Problem requirements ::
Return the listing verbatim, beginning at its first line and ending with the line that contains "left=1070, top=515, right=1154, bottom=586", both included. Omit the pictures from your answer.

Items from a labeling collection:
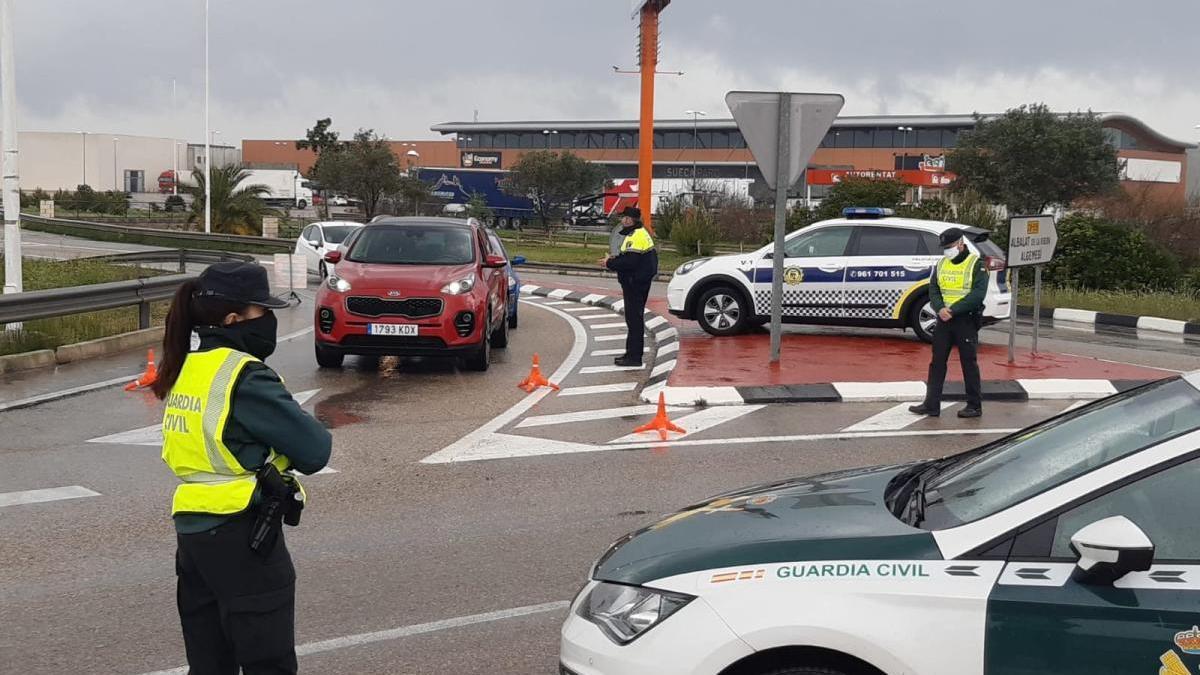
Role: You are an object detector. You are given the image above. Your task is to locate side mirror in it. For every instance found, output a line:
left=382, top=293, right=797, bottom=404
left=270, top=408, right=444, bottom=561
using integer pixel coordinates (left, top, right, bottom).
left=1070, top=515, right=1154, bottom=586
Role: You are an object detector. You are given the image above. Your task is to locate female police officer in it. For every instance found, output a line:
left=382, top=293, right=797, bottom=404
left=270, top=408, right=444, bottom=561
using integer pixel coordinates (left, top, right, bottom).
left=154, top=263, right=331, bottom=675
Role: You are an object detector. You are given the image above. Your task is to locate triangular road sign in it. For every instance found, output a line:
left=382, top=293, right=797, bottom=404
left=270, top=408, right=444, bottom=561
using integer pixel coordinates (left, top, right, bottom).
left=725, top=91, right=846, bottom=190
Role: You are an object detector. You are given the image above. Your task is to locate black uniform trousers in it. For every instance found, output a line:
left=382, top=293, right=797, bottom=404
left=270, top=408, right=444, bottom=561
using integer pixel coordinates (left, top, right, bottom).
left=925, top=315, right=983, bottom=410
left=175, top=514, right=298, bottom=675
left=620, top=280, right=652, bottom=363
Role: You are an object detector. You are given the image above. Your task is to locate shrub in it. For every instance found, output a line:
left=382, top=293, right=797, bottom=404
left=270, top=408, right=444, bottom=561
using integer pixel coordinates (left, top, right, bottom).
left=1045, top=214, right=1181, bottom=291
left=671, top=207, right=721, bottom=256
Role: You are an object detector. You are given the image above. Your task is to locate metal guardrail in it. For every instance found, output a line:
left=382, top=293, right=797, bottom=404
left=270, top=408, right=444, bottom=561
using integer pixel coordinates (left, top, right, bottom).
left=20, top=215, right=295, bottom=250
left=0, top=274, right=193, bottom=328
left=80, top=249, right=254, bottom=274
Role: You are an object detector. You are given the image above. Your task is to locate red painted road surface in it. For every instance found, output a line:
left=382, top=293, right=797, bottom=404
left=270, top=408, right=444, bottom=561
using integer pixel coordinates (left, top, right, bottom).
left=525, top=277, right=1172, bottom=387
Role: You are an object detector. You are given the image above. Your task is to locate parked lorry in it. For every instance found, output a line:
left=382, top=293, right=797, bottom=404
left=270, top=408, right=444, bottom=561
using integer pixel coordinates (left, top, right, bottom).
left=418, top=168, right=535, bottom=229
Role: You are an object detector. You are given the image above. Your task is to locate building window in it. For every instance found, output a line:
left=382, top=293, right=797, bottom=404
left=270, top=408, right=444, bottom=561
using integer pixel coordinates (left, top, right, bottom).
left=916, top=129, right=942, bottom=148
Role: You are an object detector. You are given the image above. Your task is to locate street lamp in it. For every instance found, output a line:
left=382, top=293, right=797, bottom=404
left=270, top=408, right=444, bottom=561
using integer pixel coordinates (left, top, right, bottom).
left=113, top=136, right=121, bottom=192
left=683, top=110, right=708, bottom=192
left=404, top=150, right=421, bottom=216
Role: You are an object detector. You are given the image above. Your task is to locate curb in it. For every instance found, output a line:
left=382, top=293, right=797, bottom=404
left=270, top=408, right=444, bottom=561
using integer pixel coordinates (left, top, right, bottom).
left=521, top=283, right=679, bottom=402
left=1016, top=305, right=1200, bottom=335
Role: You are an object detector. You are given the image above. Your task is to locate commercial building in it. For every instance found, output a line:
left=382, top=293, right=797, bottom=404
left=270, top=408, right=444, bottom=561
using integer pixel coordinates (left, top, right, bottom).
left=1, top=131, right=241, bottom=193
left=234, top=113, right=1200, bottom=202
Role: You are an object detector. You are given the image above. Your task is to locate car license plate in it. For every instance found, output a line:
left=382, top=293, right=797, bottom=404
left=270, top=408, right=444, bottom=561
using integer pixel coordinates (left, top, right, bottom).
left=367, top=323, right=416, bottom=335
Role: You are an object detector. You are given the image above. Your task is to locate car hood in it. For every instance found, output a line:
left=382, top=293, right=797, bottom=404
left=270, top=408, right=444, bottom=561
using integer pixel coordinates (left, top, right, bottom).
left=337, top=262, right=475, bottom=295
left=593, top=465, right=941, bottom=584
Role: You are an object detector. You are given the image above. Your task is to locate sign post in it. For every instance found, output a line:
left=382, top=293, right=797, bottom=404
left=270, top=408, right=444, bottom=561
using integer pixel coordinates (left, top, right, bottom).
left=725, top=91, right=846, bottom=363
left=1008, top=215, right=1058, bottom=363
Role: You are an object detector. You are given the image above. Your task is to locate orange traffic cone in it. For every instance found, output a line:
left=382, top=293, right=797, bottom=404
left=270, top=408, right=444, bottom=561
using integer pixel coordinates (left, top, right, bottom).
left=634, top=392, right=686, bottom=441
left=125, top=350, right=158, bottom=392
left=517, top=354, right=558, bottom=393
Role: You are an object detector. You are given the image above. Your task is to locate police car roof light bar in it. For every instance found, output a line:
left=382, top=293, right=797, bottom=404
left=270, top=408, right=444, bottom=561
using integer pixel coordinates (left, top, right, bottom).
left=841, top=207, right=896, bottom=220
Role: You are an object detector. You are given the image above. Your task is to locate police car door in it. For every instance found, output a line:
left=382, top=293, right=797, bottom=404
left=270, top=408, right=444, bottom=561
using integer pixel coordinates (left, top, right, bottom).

Completed task ::
Role: You are an object detector. You are given the image above. Your task is to locate side mirror in it. For every instance found, output a line:
left=382, top=293, right=797, bottom=404
left=270, top=408, right=444, bottom=561
using integer pixel coordinates (left, top, right, bottom).
left=1070, top=515, right=1154, bottom=586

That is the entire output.